ESTRATTO SCELTO →
Occorre farsi blocco, in punta di metodo e di fatto, e negoziare lo sblocco per favorire l’accoglimento di istanze che altrimenti restano sistematicamente prive di rappresentanza semplicemente perché non adeguatamente rappresentate, in uno scenario e in una fase di completa polverizzazione delle istanze e disarticolazione dei corpi intermedi.
Quello che proponiamo è un elaboratorio permanente finalizzato alla creazione di 5 punti programmatici da aggiornare e verificare continuamente e che siano la base, il collante, il mastice che tiene insieme il “blocco” e che consente l’interlocuzione con l’offerta politica che si prefigga di sbloccare i voti del blocco.
I 5 TEMI PORTANTI
1. Come e perché affrontare la questione dell’inevitabile contrazione del lavoro umano necessario al funzionamento minimo di una società?
2. Come e perché affrontare in modo innovativo il tema di un nuovo welfare e di un nuovo patto sociale, a partire da una nuova e più effettiva fiscalità progressiva?
3. Come e perché far diventare l’accoglienza un’occasione rigenerativa di senso, di valore e di lavoro?
4. Come e perché riconvertire la spesa i budget milionari delle grandi opere in piccole opere che ricostruiscano (sia metaforicamente che concretamente) relazioni, legami, argini e solidità tanto nelle comunità quanto nei territori che abitano?
5. Come e perché ricollocarsi (e sulla base di quali valori irrinunciabili) sullo scacchiere internazionale ed europeo?
RICAPITOLANDO…
1. Il social block che ho in mente non è Aventino perché resta completamente aperto al confronto e all’interlocuzione con l’offerta politica.

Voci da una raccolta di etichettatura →
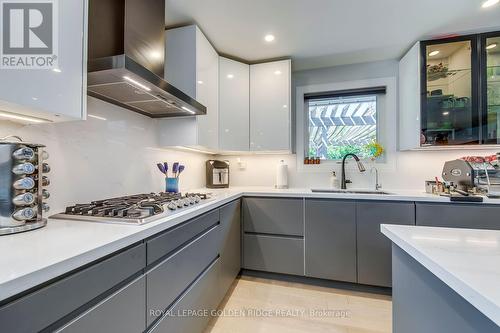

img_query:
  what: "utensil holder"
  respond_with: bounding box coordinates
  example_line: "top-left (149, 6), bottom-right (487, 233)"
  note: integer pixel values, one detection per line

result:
top-left (165, 177), bottom-right (179, 193)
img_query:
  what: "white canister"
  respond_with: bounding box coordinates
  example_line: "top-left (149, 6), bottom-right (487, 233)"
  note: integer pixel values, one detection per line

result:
top-left (276, 160), bottom-right (288, 188)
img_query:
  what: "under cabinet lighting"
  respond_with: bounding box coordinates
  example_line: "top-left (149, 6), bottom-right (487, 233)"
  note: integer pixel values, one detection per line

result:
top-left (87, 113), bottom-right (107, 120)
top-left (0, 111), bottom-right (48, 124)
top-left (481, 0), bottom-right (500, 8)
top-left (264, 34), bottom-right (275, 43)
top-left (123, 76), bottom-right (151, 91)
top-left (182, 106), bottom-right (196, 114)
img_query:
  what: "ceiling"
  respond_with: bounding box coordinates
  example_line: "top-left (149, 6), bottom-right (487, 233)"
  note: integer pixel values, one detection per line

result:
top-left (166, 0), bottom-right (500, 70)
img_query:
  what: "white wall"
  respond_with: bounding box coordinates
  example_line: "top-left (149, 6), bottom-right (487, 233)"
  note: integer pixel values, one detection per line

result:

COMPITI →
- 1) Traduci in inglese questa frase dell'estratto: "Come e perché ricollocarsi (e sulla base di quali valori irrinunciabili) sullo scacchiere internazionale ed europeo?"
- 2) Trascrivi fedelmente il passo dell'estratto da "3. Come e perché" a "internazionale ed europeo?".
- 3) Secondo l'estratto, quanti punti programmatici dovrebbe creare l'elaboratorio permanente proposto?
Per svolgere i compiti le voci non servono.

SOLUZIONI PER COMPITO →
- 1) How and why should we reposition ourselves (and on the basis of which non-negotiable values) on the international and European chessboard?

- 2)
3. Come e perché far diventare l’accoglienza un’occasione rigenerativa di senso, di valore e di lavoro?
4. Come e perché riconvertire la spesa i budget milionari delle grandi opere in piccole opere che ricostruiscano (sia metaforicamente che concretamente) relazioni, legami, argini e solidità tanto nelle comunità quanto nei territori che abitano?
5. Come e perché ricollocarsi (e sulla base di quali valori irrinunciabili) sullo scacchiere internazionale ed europeo?

- 3) Cinque punti programmatici, da aggiornare e verificare continuamente.